Excerpted passage:
[Start of Attachment]

As reported by The BMJ, life expectancy in the UK sees a dip, attributed partly to the COVID-19 pandemic, with the latest data indicating a reduction of around half a year per person and levels now resembling those from 2010
Latest data from the Office for National Statistics (ONS)1 shows that life expectancy at birth in the UK in 2020-22 was 78.6 years for males and 82.6 years for females. Compared with 2017-19, life expectancy for males has fallen by 38 weeks from 79.3 years and for females by 23 weeks from 83 years.
ONS said that the decline was largely because of the pandemic, although it acknowledged that growth in the populations’ lifespan had only been improving slowly in the past decade. Life expectancy levels were now back to those last seen in 2010-12 for women and just below the 2010-12 levels for men, the agency said.
Pamela Cobb, joint lead of the ONS’s demographic analysis unit, said, “After a decade of slowing life expectancy improvements, we’ve now seen it fall for both men and women. This decrease has been mainly driven by the pandemic, which led to increased mortality in 2020 and 2021.
“However, a fall in life expectancy does not mean that a baby born in 2020 to 2022 will go on to live a shorter life. The average lifespan of a baby born today will be determined by changes in mortality across their lifetime.”
Michael Marmot, director of the Institute of Health Equity at University College London, said that he was unsurprised by the data. He told The BMJ, “The UK handled the pandemic poorly and we had a bigger fall in life expectancy during the first two years of the pandemic than any rich country except the US, so these figures are what we expected.”
It would take some time for the UK’s life expectancy to start improving, he added. “There will be post-covid recovery, but we need to start changing the things that led to the slowdown in the first place.

[End of Attachment]

Problems to solve:
[a] Answer these questions from the report on UK life expectancy:
(i) What was life expectancy at birth for males in the UK in 2020-22?
(ii) What position does Pamela Cobb hold at the ONS?
(iii) According to Michael Marmot, which rich country had a bigger fall in life expectancy than the UK during the first two years of the pandemic?
[b] Extend the report on UK life expectancy by writing what comes next after its final sentence.

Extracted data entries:
[Start of Attachment]

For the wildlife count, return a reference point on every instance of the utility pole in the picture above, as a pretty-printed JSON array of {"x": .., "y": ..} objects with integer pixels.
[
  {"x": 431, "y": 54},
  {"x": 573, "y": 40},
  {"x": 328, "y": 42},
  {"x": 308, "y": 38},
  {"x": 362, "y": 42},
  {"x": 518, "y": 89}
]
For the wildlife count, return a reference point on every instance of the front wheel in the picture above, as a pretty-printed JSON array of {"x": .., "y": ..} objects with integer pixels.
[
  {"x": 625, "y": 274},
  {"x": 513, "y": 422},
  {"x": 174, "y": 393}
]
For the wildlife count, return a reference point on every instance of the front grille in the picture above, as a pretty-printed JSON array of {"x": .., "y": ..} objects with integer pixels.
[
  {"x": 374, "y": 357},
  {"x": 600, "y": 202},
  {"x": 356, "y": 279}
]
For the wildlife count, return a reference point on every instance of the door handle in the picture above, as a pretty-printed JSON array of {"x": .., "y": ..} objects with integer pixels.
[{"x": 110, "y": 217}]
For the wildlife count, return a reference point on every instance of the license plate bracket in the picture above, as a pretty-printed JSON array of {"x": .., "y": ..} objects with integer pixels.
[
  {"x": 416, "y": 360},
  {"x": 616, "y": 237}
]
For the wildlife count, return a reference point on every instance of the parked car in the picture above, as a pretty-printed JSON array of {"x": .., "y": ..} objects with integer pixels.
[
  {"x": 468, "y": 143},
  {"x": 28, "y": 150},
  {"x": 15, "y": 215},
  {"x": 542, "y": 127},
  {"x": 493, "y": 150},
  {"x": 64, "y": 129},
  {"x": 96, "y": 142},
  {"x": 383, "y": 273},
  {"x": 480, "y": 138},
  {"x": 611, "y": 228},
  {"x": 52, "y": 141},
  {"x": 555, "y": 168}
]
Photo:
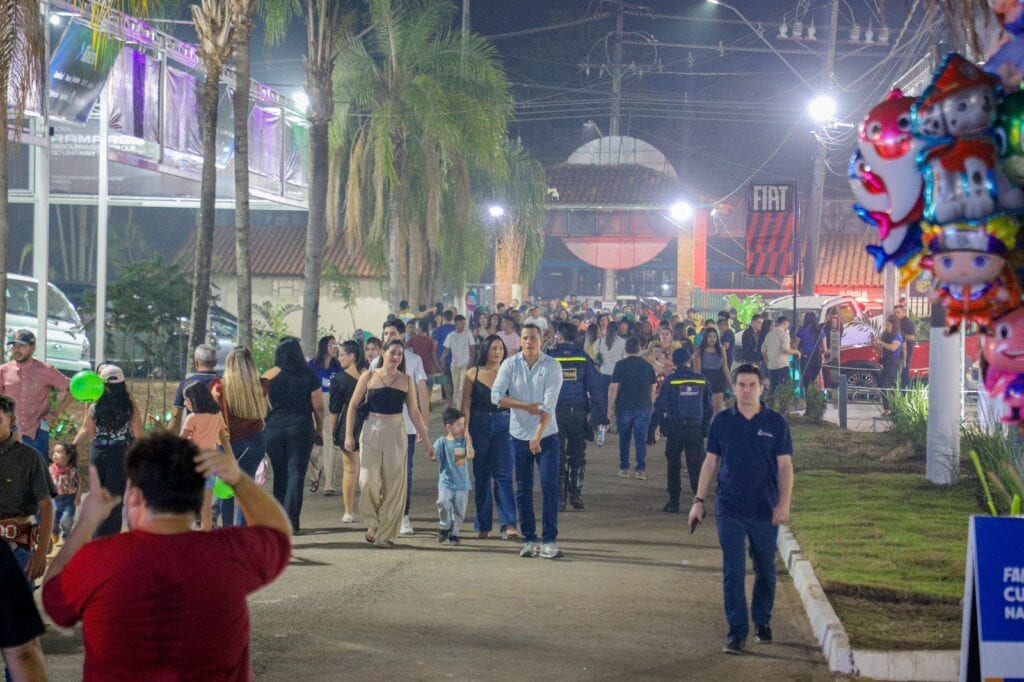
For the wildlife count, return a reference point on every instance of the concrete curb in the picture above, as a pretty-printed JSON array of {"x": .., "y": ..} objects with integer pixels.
[{"x": 828, "y": 630}]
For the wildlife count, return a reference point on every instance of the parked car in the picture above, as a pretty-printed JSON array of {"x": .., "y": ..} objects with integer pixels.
[{"x": 67, "y": 346}]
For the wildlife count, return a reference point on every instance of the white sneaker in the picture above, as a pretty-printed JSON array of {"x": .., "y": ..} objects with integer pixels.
[{"x": 550, "y": 551}]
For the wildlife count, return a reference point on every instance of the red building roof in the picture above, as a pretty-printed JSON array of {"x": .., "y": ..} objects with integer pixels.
[{"x": 281, "y": 252}]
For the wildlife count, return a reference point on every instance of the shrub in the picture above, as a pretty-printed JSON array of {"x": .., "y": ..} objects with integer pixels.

[End of Attachment]

Answers for the tasks:
[a]
(i) 78.6 years
(ii) Joint lead of the ONS's demographic analysis unit
(iii) The US

[b]
“We published a report earlier this week looking at deprivation and about half the excess deaths during the first year of the pandemic that you could attribute to it were linked to deprivation.”
Experts at health think tanks said the data underlined the effect that the pandemic had on the UK’s health and mortality.
Veena Raleigh, senior fellow at the King’s Fund, said, “Today’s data from ONS lays bare the impact that the pandemic has had on life expectancy in the UK. Although it has recovered somewhat since the sharp fall in 2020 when the pandemic struck, it’s not had the bounce back that might have been expected once the worst was over, pointing to deeper problems with the health of the nation and the resilience of the healthcare system.”
Nuffield Trust acting director of research Sarah Scobie said, “Improvements in life expectancy had already stalled before the pandemic. The reasons for this are debated, but likely to include historic improvements in health because of reductions in smoking in the population, alongside the impact of austerity, impacting more deprived populations the most.”
ONS has also published data3 showing that in 2022 the estimated population of England and Wales aged 90 years and over grew by 2.1% compared with 2021, to its highest ever total of 550 835.